Answer these questions using the passage on how enterprises use data.
(a) What concept does the passage say comes in with the first level of data usage?
(b) What task does the passage give as a simple example of something an agent could automate?
(c) Which early channel does the passage name as having no immediate feedback?

* [GIVEN PASSAGE]

=== Section Start ===

How is data actually being used and processed inside corporations? Who are the internal users of the data, and how is it being utilized?
In our third Llama Shaving Podcast, Roman and Tanya tap into how data used to work and how it could be transformed to be effectively utilized by large models. The evolution of data simplified is that, at first, data a collected&preprocessed for humans, then - for static predictable algorhtms, and now it needs to come to a concept digestable by large neural networks. And this is the meta-challenge: we do not fully understand how this can be done.
Obviously, at first it's used for a lot of decision-making, and that's where business intelligence comes in. This concept isn't new; it started long before computers. Corporations have always needed to make predictions, signaling to stock markets what they expect for the next quarter or further ahead. This is the first level of data usage, a very straightforward, business-oriented approach to making informed decisions.
The second level of data usage emerged with the concept of digitally defined enterprises or digital transformation. Companies realized that the value lay not in the actual product they were selling but in their relationship with their customers. It became about keeping customers engaged, extending the relationship for as long as possible. This was linked to the popularity of social networks, where companies aimed to shape consumer behavior, keeping individuals engaged by analyzing aspects like their economic status, gender identity, and preferences. Enterprises aimed to know everything about their customers to retain their attention for as long as possible.
Now, we've moved to a third level—the concept of agentic systems. Enterprises are no longer interested only in data for human-driven processes but also for automated agents that work alongside the human workforce. While it may sound futuristic, it could be as simple as automating the task of setting up a meeting, something that often takes multiple emails and phone calls. Such agents need to be trained on data specific to the enterprise, just like a human would need to know the preferences of their colleagues, like not scheduling a meeting before 8 a.m. These agents externalize certain roles within the organization, making operations smoother and more efficient.
This evolution of how enterprises use data has been heavily influenced by the channels available to reach end users. Initially, channels like newspapers were limited—there was no immediate feedback, and everything had to be curated beforehand. Then came digital transformation and companies like Google, which allowed for personalization on a broader scale. Social networks took this further by not only knowing your search history but also sharing all aspects of your life, effectively controlling the information that reaches you. The stages of enterprise evolution have progressively increased the amount of information companies hold about their customers, and nowadays, applications often ask for permission to share data across different platforms, leading to even more comprehensive insights.

=== Section End ===

Saved entries
=== Section Start ===

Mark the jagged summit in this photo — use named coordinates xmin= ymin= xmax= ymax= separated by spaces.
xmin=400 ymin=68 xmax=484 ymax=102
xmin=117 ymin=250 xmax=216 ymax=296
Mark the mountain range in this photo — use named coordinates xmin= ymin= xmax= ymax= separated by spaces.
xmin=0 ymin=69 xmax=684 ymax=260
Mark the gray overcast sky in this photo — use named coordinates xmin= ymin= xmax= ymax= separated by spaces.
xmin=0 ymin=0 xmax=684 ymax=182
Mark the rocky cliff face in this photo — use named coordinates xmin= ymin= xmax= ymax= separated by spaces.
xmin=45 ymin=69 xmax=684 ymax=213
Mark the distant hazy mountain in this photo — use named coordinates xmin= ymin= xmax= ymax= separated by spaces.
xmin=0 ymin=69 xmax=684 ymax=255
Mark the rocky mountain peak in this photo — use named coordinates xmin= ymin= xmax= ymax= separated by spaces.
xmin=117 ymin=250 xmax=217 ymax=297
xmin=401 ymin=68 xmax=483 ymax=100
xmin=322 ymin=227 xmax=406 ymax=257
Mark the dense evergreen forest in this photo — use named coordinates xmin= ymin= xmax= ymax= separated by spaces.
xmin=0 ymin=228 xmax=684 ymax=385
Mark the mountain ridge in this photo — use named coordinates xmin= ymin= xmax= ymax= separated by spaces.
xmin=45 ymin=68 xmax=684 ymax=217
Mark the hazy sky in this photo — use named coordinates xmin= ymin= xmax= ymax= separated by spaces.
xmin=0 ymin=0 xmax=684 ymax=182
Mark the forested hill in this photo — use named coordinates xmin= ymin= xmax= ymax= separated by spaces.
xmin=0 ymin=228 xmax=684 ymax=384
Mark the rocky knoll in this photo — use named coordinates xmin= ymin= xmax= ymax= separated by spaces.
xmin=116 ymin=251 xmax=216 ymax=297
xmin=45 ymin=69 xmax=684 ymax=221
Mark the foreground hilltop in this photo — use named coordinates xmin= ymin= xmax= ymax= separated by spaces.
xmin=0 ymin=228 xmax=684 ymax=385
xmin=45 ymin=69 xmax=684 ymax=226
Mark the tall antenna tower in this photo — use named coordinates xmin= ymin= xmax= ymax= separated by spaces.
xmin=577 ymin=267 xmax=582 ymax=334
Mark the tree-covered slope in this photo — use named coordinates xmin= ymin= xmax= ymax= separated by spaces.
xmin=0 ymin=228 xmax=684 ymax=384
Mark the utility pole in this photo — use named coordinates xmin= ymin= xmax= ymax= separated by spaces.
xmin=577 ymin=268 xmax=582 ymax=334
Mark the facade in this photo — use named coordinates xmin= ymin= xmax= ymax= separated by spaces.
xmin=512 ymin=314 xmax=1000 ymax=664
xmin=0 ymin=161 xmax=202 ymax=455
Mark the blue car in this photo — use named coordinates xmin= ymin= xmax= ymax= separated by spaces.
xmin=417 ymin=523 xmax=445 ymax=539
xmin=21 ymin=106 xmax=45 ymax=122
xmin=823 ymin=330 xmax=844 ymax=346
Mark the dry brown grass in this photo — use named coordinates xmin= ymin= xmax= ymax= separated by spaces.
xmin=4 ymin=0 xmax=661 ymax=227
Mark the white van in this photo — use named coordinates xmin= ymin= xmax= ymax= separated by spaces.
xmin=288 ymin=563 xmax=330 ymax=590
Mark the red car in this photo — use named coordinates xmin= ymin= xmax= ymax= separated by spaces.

=== Section End ===

* [EXERCISE RESULT]
(a) Business intelligence.
(b) Setting up a meeting.
(c) Newspapers.